Problem description> It is required that the lines from the top of the listing through the line with "Can you tell me where the round" be reproduced exactly, excluding pictures.
Available data START
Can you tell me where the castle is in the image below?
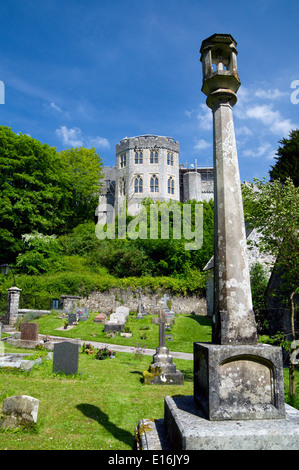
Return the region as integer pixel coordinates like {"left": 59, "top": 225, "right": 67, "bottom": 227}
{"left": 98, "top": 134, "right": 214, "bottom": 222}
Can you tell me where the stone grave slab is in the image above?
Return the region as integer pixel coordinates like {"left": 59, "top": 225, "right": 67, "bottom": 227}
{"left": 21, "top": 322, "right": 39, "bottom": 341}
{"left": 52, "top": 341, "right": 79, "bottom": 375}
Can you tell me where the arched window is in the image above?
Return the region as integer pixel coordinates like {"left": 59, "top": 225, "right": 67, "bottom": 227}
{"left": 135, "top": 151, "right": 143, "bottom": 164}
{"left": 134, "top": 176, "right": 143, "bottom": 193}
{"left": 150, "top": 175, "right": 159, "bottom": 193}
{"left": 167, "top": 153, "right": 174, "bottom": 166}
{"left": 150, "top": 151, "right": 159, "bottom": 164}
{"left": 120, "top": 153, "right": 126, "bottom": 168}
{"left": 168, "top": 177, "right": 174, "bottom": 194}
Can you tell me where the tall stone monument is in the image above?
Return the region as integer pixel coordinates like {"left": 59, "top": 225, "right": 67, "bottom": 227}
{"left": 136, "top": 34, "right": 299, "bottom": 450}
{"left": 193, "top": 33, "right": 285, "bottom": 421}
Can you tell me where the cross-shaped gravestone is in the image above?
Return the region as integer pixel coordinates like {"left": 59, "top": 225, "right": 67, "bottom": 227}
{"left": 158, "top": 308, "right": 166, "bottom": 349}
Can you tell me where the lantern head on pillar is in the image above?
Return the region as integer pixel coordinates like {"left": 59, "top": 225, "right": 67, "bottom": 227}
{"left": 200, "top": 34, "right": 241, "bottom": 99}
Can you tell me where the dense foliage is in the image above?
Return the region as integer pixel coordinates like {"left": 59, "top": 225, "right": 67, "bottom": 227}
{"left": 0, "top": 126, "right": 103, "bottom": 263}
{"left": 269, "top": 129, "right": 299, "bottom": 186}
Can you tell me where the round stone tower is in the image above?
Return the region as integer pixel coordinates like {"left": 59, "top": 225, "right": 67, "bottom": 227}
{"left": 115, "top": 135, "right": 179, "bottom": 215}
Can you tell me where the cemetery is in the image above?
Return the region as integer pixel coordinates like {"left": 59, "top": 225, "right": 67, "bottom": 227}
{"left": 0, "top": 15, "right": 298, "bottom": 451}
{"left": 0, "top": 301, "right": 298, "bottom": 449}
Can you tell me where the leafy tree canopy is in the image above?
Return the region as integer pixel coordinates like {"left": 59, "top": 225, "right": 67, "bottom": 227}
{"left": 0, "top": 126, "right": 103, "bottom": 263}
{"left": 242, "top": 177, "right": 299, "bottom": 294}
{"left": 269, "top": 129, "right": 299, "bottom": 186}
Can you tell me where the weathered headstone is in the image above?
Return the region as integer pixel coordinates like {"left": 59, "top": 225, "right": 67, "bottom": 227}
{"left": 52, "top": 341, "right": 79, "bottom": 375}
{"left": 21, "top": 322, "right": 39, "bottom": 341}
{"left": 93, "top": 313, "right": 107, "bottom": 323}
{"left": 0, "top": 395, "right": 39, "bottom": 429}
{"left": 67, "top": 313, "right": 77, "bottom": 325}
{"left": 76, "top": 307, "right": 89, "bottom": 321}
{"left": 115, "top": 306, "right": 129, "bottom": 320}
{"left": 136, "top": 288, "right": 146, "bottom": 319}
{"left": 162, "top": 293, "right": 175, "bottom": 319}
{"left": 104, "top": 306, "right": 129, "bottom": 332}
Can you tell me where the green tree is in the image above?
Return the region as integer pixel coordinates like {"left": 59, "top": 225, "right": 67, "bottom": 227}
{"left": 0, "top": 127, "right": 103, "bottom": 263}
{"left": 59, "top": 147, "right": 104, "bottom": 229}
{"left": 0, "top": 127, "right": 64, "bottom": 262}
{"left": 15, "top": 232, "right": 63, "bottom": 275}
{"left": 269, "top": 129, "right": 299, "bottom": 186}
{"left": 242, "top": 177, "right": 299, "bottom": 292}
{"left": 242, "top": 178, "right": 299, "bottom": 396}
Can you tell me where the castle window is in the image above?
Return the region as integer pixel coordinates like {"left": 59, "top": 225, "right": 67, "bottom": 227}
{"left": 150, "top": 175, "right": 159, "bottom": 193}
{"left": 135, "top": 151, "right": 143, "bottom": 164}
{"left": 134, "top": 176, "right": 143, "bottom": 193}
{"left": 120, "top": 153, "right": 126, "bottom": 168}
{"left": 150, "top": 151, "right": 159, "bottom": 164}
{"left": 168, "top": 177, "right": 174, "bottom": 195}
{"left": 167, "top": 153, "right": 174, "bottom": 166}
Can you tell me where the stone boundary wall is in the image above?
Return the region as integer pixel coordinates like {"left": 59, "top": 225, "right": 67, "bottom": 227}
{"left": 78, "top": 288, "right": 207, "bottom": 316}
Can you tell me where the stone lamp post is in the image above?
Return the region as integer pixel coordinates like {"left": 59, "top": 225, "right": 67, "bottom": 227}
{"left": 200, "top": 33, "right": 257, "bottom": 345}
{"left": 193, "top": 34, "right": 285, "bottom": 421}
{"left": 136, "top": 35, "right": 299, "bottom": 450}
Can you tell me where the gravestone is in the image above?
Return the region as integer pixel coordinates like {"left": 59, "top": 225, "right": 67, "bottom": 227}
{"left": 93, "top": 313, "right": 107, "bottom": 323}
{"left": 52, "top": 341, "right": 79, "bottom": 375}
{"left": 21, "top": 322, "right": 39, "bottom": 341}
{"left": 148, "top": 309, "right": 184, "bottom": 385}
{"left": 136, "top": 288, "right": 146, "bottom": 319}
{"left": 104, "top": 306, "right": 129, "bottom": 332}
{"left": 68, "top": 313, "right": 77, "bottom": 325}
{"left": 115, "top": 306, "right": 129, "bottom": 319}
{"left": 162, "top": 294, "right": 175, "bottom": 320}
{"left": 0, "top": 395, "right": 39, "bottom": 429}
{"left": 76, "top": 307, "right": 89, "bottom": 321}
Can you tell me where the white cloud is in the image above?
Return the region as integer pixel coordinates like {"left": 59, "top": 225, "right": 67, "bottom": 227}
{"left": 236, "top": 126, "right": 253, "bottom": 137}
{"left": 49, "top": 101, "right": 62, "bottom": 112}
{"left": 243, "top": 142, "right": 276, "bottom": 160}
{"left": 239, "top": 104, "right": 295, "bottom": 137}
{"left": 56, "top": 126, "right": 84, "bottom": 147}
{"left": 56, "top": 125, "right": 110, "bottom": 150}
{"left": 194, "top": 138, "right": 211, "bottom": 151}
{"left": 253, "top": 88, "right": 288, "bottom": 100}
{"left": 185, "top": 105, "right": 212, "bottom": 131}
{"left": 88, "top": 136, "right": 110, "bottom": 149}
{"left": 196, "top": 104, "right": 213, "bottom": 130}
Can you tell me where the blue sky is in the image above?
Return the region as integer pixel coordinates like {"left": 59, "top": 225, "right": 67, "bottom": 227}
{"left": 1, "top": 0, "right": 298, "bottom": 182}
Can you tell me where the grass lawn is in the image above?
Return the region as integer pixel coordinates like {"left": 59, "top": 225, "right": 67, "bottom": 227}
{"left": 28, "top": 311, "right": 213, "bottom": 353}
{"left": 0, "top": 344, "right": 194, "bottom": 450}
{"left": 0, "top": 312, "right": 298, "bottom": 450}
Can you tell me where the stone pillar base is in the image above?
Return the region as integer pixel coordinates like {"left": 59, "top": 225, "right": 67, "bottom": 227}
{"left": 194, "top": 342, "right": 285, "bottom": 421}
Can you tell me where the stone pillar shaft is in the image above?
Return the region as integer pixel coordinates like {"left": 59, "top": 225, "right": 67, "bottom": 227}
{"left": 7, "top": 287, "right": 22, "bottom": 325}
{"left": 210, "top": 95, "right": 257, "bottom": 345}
Available data END
Result of the exercise>
Can you tell me where the castle is in the image below?
Return the region as integer pixel coordinates like {"left": 59, "top": 225, "right": 67, "bottom": 227}
{"left": 98, "top": 134, "right": 214, "bottom": 222}
Can you tell me where the stone grave slab is in the image above?
Return the region as integer pixel coordinates like {"left": 59, "top": 225, "right": 67, "bottom": 227}
{"left": 21, "top": 322, "right": 39, "bottom": 341}
{"left": 52, "top": 341, "right": 79, "bottom": 375}
Can you tell me where the arched window is in the image above?
Return the region as integer pixel coordinates like {"left": 59, "top": 225, "right": 67, "bottom": 227}
{"left": 135, "top": 151, "right": 143, "bottom": 164}
{"left": 134, "top": 176, "right": 143, "bottom": 193}
{"left": 150, "top": 175, "right": 159, "bottom": 193}
{"left": 167, "top": 153, "right": 174, "bottom": 166}
{"left": 150, "top": 151, "right": 159, "bottom": 164}
{"left": 120, "top": 153, "right": 126, "bottom": 168}
{"left": 168, "top": 177, "right": 174, "bottom": 194}
Can you tell me where the tall stone monument is in the image above?
Return the region as integer pixel coordinates like {"left": 59, "top": 225, "right": 67, "bottom": 227}
{"left": 136, "top": 34, "right": 299, "bottom": 450}
{"left": 193, "top": 33, "right": 285, "bottom": 421}
Can you tell me where the cross-shaped gravestone is in the image above?
Return the region as integer pixel coordinates like {"left": 59, "top": 225, "right": 67, "bottom": 227}
{"left": 158, "top": 308, "right": 166, "bottom": 349}
Can you tell me where the lantern head on pillar is in the image above?
Return the region as integer pixel coordinates like {"left": 59, "top": 225, "right": 67, "bottom": 227}
{"left": 200, "top": 34, "right": 241, "bottom": 99}
Can you tell me where the dense foliage is in the image above?
Return the region as integer pixel coordinates like {"left": 59, "top": 225, "right": 67, "bottom": 227}
{"left": 0, "top": 126, "right": 103, "bottom": 263}
{"left": 269, "top": 129, "right": 299, "bottom": 186}
Can you tell me where the round stone tower is in the image above?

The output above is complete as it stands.